--- START ---

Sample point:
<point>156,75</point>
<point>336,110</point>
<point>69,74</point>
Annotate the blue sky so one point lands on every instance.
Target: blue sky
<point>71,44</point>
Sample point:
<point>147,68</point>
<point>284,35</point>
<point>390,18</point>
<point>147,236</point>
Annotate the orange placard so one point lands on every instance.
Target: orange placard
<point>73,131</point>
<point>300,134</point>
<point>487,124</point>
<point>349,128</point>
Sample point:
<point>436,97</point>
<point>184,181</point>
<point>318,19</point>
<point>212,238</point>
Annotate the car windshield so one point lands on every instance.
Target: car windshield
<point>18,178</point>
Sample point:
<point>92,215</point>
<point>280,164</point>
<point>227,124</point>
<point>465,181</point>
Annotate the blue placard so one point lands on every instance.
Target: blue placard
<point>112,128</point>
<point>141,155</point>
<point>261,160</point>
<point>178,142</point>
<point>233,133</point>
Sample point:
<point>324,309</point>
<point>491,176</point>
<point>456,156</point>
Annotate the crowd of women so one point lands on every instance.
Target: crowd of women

--- END ---

— Aim of the task —
Begin with the line that contains "Target: blue placard". Repeat it and every line after it through the end of the listing, exactly, and print nothing more.

— Task solution —
Target: blue placard
<point>112,128</point>
<point>141,155</point>
<point>261,160</point>
<point>178,142</point>
<point>233,133</point>
Sample point:
<point>324,309</point>
<point>491,176</point>
<point>456,156</point>
Annotate the crowd of women so one point lands on every instance.
Target: crowd of women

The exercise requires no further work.